TEXT:
>> Start
Materials and methods
Research methodology

In the present study, the research methodology, depicted in Figure 1, starts with a literature review, in which previous studies are analysed to comprehend the historical context and existing patterns. This analysis extends to methodologies from prior research, highlighting their most salient characteristics and techniques. The phase concludes with the identification of gaps and the determination of the inquiry’s focus areas. Thereafter, emphasis is placed on aggregating diverse project data and the subsequent data preprocessing that ensures data quality and machine learning suitability. The segment on identifying risk variables entails a thorough data analysis complemented by data visualisation to facilitate an in-depth evaluation of risk factors. The subsequent phase, the K-means clustering application, integrates the K-means application to identify optimal clusters and provide insights into inherent cluster relationships. The results and discussions section represents the study’s findings, resulting in informed recommendations and promoting stakeholder sharing for broader collaborative implications.

Fig. 1:

General research methodology adopted in this study.
>> End
DATA ROWS:
>> Start
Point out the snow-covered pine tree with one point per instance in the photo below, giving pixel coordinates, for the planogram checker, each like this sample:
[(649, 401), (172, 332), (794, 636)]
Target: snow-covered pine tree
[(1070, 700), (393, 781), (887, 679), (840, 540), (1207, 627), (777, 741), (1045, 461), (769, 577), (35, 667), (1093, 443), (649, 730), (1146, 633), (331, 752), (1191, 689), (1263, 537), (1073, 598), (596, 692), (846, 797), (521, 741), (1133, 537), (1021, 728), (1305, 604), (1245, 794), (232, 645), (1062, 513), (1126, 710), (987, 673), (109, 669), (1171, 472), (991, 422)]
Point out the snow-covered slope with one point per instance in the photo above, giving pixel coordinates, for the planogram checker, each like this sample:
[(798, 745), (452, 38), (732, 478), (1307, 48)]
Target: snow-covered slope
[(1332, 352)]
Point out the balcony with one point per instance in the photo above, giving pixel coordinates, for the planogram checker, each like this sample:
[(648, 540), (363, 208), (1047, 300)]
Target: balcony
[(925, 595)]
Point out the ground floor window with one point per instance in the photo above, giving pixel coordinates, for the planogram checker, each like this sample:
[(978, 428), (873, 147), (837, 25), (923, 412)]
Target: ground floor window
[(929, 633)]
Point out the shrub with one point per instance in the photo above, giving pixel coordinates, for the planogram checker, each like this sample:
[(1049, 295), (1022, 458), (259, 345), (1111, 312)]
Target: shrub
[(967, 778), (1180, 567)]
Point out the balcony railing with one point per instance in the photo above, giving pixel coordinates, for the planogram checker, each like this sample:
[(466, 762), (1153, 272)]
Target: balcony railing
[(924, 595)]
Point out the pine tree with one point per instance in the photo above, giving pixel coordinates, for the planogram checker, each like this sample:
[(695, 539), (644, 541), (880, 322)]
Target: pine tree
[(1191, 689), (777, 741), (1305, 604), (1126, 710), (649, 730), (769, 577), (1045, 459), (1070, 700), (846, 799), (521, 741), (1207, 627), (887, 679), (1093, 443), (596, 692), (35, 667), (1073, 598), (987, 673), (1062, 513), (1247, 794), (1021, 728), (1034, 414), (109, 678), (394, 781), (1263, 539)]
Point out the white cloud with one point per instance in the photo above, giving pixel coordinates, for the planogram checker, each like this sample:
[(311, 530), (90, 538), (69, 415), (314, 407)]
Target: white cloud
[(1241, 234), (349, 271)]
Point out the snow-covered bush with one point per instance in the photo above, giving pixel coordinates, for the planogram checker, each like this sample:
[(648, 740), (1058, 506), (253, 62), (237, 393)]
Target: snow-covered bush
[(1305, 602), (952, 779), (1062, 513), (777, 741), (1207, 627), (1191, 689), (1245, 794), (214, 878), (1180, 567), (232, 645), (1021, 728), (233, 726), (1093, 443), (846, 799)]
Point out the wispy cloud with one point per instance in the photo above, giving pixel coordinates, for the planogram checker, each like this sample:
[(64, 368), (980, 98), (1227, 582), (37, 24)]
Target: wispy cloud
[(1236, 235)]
>> End
>> Start
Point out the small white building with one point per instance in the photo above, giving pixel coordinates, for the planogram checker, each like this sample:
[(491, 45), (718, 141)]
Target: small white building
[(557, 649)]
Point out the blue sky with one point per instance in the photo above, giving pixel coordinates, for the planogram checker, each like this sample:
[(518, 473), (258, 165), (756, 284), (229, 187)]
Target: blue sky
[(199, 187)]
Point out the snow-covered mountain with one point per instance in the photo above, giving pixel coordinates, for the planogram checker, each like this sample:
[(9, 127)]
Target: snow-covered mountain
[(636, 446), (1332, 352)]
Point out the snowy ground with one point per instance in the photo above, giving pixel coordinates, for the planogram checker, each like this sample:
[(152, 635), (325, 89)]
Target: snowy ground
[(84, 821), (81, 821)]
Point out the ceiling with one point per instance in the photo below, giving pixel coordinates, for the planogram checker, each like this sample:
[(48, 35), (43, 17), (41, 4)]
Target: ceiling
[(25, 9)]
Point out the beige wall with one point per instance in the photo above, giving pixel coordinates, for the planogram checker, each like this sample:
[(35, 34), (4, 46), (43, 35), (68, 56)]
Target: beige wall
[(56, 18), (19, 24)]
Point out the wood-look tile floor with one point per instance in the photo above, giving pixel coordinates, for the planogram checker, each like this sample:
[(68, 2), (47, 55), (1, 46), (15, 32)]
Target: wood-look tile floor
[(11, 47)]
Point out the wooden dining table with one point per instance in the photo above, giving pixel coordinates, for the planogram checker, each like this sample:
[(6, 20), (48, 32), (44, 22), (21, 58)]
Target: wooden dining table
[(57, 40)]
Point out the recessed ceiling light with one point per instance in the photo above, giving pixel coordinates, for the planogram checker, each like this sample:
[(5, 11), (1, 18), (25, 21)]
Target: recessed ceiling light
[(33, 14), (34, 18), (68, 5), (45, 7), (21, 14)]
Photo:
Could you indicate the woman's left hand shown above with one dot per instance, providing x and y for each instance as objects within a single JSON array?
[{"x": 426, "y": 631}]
>> End
>> Start
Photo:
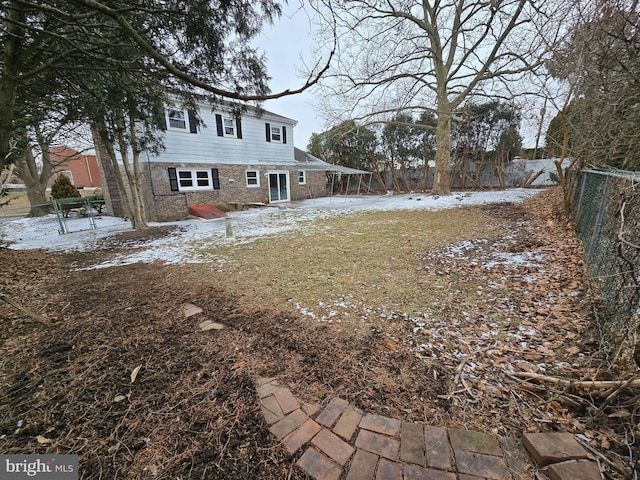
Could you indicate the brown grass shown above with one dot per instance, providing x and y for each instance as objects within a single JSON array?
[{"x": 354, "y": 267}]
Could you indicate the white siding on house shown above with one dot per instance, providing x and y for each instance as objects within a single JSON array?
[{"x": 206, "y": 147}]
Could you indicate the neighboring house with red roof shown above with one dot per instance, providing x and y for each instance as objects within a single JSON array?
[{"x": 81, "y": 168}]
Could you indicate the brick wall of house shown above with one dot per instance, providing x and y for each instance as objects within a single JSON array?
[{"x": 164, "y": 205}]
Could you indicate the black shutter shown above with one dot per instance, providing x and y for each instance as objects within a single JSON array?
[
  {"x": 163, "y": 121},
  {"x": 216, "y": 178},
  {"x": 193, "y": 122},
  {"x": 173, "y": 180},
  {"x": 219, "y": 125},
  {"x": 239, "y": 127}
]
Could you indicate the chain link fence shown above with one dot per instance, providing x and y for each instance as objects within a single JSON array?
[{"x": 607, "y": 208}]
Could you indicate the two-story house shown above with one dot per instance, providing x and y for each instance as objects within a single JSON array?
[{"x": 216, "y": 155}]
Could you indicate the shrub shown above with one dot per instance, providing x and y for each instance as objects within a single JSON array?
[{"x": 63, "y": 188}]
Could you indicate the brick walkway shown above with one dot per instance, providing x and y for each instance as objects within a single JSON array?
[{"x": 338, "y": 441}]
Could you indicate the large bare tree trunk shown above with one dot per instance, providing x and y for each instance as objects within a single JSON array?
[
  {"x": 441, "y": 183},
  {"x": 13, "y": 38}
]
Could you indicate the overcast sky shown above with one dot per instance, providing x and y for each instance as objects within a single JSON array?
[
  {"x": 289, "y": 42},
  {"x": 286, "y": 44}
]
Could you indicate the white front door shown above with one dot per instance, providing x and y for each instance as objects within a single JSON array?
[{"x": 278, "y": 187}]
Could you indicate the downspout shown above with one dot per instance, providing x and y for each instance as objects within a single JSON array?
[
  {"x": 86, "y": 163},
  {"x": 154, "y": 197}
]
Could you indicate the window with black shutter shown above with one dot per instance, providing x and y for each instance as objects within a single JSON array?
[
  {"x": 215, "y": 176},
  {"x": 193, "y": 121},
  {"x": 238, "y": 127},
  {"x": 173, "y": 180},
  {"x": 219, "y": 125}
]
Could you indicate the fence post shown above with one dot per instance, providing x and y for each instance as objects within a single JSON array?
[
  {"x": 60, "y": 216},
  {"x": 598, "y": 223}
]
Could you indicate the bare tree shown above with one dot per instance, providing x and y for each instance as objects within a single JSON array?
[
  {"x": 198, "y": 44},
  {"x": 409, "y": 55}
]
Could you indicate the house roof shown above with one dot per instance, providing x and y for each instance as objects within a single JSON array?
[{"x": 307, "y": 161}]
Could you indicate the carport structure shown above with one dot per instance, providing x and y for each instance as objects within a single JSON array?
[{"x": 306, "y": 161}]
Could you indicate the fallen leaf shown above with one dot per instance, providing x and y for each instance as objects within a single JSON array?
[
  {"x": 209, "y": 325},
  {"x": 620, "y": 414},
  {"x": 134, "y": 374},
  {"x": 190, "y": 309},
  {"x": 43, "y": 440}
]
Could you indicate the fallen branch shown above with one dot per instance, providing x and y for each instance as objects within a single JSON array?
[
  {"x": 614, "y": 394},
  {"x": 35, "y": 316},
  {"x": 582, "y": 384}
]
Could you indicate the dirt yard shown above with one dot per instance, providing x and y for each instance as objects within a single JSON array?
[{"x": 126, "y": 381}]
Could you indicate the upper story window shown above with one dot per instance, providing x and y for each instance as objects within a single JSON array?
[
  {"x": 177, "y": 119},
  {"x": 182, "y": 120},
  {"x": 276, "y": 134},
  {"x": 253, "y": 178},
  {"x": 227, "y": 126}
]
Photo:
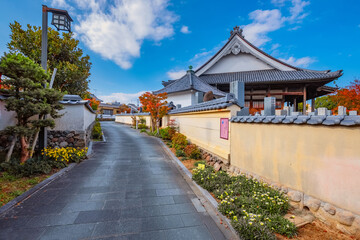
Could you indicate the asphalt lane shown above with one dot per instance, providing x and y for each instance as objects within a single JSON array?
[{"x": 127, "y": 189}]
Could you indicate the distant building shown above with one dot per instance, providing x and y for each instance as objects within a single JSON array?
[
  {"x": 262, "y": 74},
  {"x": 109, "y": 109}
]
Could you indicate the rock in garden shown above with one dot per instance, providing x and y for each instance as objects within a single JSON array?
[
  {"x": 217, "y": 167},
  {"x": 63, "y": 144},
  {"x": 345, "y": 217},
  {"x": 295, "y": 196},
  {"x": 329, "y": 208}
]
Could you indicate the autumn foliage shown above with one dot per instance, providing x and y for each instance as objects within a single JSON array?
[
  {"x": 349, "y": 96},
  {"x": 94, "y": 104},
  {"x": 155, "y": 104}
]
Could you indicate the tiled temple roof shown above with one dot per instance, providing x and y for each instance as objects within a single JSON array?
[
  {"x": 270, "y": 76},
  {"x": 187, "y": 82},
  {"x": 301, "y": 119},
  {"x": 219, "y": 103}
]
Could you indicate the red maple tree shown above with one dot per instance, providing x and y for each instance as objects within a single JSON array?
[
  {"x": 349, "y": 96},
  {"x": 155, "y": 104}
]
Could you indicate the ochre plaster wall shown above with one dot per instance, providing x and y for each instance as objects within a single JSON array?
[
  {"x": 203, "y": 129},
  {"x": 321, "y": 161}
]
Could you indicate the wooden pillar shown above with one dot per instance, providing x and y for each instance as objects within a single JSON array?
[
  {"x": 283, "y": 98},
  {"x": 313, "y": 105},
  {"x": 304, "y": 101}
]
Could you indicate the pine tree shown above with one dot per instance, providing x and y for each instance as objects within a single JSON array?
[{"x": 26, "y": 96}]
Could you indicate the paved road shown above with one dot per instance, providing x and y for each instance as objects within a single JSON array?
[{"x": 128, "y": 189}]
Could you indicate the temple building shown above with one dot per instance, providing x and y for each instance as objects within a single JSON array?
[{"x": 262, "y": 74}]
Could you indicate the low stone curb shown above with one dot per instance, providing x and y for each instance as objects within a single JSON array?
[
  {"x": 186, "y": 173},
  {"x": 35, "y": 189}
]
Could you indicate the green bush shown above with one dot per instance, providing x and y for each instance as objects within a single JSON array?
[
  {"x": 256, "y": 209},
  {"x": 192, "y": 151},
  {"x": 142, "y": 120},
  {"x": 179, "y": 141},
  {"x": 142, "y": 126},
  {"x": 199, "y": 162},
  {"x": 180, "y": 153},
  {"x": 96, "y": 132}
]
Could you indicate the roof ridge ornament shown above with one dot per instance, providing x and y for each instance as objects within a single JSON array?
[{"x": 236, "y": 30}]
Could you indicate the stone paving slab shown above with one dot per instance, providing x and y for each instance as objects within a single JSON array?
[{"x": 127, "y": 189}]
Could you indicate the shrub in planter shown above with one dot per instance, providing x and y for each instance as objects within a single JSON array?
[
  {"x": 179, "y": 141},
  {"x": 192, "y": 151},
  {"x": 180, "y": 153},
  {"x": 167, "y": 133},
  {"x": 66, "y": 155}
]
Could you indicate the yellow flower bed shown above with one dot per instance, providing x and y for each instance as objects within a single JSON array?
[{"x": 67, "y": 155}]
>> End
TO BE DONE:
a – Answer these questions using the methodology passage:
(i) What does the literature review phase conclude with?
(ii) What complements the thorough data analysis when risk variables are identified?
(iii) What does the K-means application identify, and what insights does it provide?
b – Carry on writing the methodology passage, starting after its figure caption.

TASK-BY-TASK RESULTS:
a –
(i) The identification of gaps and the determination of the inquiry's focus areas.
(ii) Data visualisation.
(iii) It identifies optimal clusters and provides insights into inherent cluster relationships.

b –
Database collection

This research’s primary dataset was collected from Rauzana and Dharma (2022), which comprehensively explored risk factors causing construction delays in Indonesia. The selection of this database is justified by its detailed and extensive coverage of construction project delays, particularly within Aceh Province, where the rapid development and inherent project complexities heighten the relevance of understanding these delays. This study identified 60 risk factors, with 30 categorised as having a very high influence and 29 with a high influence, providing a nuanced understanding of the critical elements impacting project timelines. Furthermore, the methodological rigour demonstrated through validity and reliability tests, along with the construction of descriptive statistics, enhances the credibility and robustness of the data. By addressing a broad spectrum of risk factors, from financial and economic issues to project management and consultant delays, this dataset offers a comprehensive view crucial for developing accurate and effective K-means clustering models. The dataset’s empirical nature, gathered from structured questionnaires administered to 68 contracting firms in Indonesia, ensures the analysis is deeply rooted in real-world scenarios, making it highly relevant and applicable to the research objectives.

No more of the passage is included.